Materials provided:
★ ★ ★ ★ ★ ★ ★

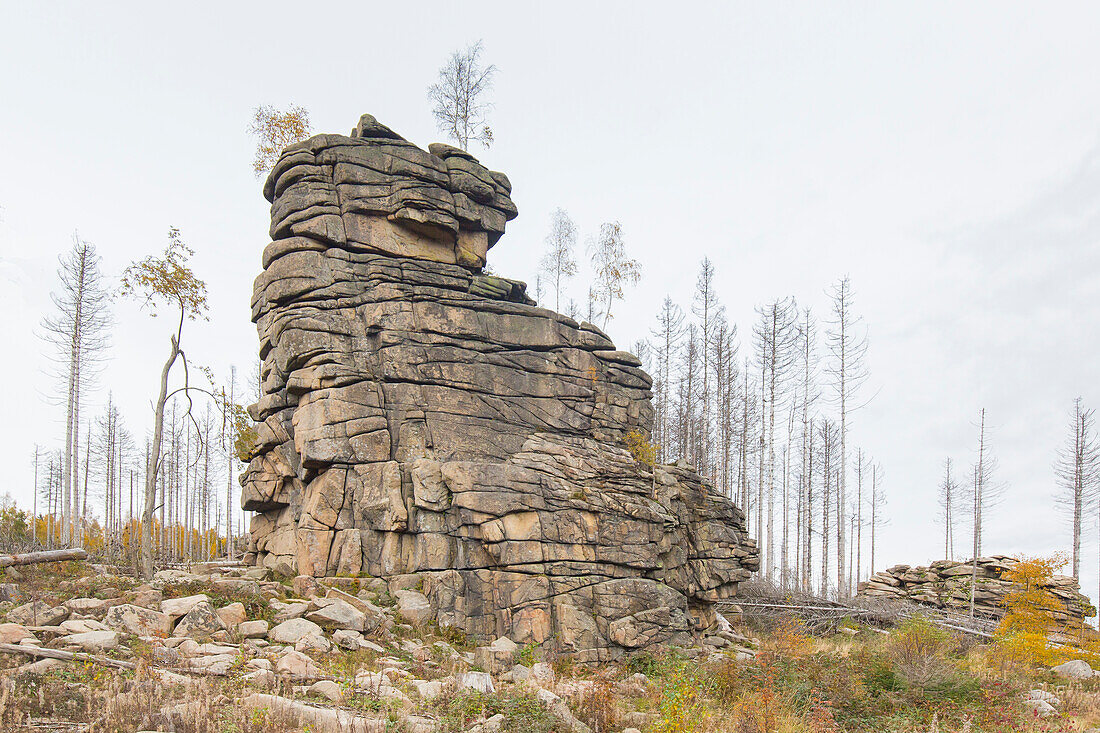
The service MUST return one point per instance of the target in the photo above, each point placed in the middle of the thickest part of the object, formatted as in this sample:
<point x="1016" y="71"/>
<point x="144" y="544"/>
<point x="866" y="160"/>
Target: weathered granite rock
<point x="946" y="584"/>
<point x="420" y="416"/>
<point x="138" y="621"/>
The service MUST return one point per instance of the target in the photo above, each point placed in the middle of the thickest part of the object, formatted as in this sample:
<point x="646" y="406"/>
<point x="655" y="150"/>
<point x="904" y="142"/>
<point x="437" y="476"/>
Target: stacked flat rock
<point x="420" y="419"/>
<point x="946" y="584"/>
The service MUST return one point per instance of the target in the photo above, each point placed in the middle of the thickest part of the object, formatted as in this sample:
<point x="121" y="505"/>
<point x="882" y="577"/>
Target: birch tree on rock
<point x="274" y="130"/>
<point x="847" y="342"/>
<point x="460" y="98"/>
<point x="612" y="266"/>
<point x="165" y="281"/>
<point x="559" y="262"/>
<point x="1078" y="472"/>
<point x="77" y="334"/>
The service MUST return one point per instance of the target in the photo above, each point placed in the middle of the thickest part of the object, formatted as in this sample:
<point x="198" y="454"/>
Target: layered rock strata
<point x="946" y="584"/>
<point x="420" y="416"/>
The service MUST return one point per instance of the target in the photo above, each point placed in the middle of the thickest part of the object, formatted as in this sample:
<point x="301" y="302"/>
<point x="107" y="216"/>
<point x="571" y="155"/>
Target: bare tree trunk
<point x="979" y="481"/>
<point x="154" y="465"/>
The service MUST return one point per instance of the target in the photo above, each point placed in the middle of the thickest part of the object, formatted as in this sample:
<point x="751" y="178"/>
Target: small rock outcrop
<point x="946" y="584"/>
<point x="422" y="419"/>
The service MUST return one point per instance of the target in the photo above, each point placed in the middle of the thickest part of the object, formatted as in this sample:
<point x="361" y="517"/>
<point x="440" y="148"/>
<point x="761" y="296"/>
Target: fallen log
<point x="65" y="656"/>
<point x="44" y="556"/>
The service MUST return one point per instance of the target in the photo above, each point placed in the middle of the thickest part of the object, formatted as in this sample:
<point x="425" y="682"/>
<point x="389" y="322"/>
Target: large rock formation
<point x="946" y="584"/>
<point x="419" y="416"/>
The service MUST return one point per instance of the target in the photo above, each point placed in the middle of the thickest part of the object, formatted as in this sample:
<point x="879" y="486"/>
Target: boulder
<point x="339" y="614"/>
<point x="497" y="657"/>
<point x="14" y="634"/>
<point x="479" y="681"/>
<point x="138" y="621"/>
<point x="37" y="613"/>
<point x="252" y="628"/>
<point x="297" y="665"/>
<point x="88" y="606"/>
<point x="232" y="614"/>
<point x="314" y="643"/>
<point x="425" y="423"/>
<point x="1074" y="669"/>
<point x="348" y="639"/>
<point x="327" y="689"/>
<point x="177" y="608"/>
<point x="94" y="642"/>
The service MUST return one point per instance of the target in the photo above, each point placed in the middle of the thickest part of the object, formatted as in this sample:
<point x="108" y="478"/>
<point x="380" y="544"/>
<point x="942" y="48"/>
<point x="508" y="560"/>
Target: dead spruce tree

★ ★ ★ ★ ★ ★ ★

Problem to work on: Every line of the material is to be quoted exactly, with no pictures carried over.

Completed task:
The service MUST return one point per instance of the target in the photo above, each point placed in the middle of the thickest part of the object, formatted as in this sample:
<point x="1016" y="71"/>
<point x="144" y="544"/>
<point x="866" y="160"/>
Target: weathered granite rock
<point x="946" y="584"/>
<point x="420" y="416"/>
<point x="138" y="621"/>
The service MUST return one point per instance of the target in the photo above, each point placed in the middle of the thickest part of the object, formatted as in this sample:
<point x="646" y="406"/>
<point x="655" y="150"/>
<point x="904" y="142"/>
<point x="437" y="476"/>
Target: stacked flat rock
<point x="420" y="419"/>
<point x="946" y="584"/>
The service MUST return one point per instance of the target in the photo above, each point placed in the middle of the thickest part of the object, formatted as in this sample:
<point x="121" y="505"/>
<point x="882" y="577"/>
Target: birch tree on rock
<point x="274" y="130"/>
<point x="847" y="342"/>
<point x="460" y="98"/>
<point x="612" y="266"/>
<point x="165" y="281"/>
<point x="559" y="262"/>
<point x="1078" y="472"/>
<point x="77" y="334"/>
The service MUST return one point per instance of the target in the photo above, each point placed in the middle of the thickest part of the object, formatted as in this sample:
<point x="198" y="454"/>
Target: layered rock strata
<point x="946" y="584"/>
<point x="420" y="416"/>
The service MUST return one point per instance of the target in the photo above, each point placed in the middle of the thickest part of the object, formatted as in this sample:
<point x="301" y="302"/>
<point x="107" y="216"/>
<point x="571" y="155"/>
Target: bare tree trunk
<point x="979" y="481"/>
<point x="154" y="465"/>
The service MUST return one point per instance of the target in the photo above, each point placed in the middle of the thickest part of the object, formatted as in this sample:
<point x="751" y="178"/>
Target: small rock outcrop
<point x="946" y="584"/>
<point x="422" y="419"/>
The service MUST return one point per instance of the target in the photo above, each point placed in the middle of the thickest part of the object, formatted as in this sample:
<point x="361" y="517"/>
<point x="440" y="148"/>
<point x="761" y="296"/>
Target: fallen log
<point x="65" y="656"/>
<point x="44" y="556"/>
The service MUST return one point per instance of the target in the photo above, each point placed in the middle of the thickest part of the object, formatted as in this sample:
<point x="425" y="682"/>
<point x="389" y="322"/>
Target: large rock formation
<point x="946" y="584"/>
<point x="419" y="416"/>
The service MUST return one point per instance of the target in the photo above, each point placed in the middle of the thickest part of the object, formatted as in this sample:
<point x="879" y="486"/>
Target: boulder
<point x="339" y="614"/>
<point x="497" y="657"/>
<point x="14" y="634"/>
<point x="479" y="681"/>
<point x="138" y="621"/>
<point x="37" y="613"/>
<point x="252" y="628"/>
<point x="297" y="665"/>
<point x="88" y="606"/>
<point x="232" y="614"/>
<point x="314" y="643"/>
<point x="425" y="423"/>
<point x="1074" y="669"/>
<point x="348" y="639"/>
<point x="327" y="689"/>
<point x="177" y="608"/>
<point x="94" y="642"/>
The service MUST return one point per instance of the target in the photo above, each point placed in the middle of the thickest part of the object, formatted as in this sample:
<point x="108" y="478"/>
<point x="380" y="544"/>
<point x="942" y="48"/>
<point x="508" y="560"/>
Target: dead spruce tree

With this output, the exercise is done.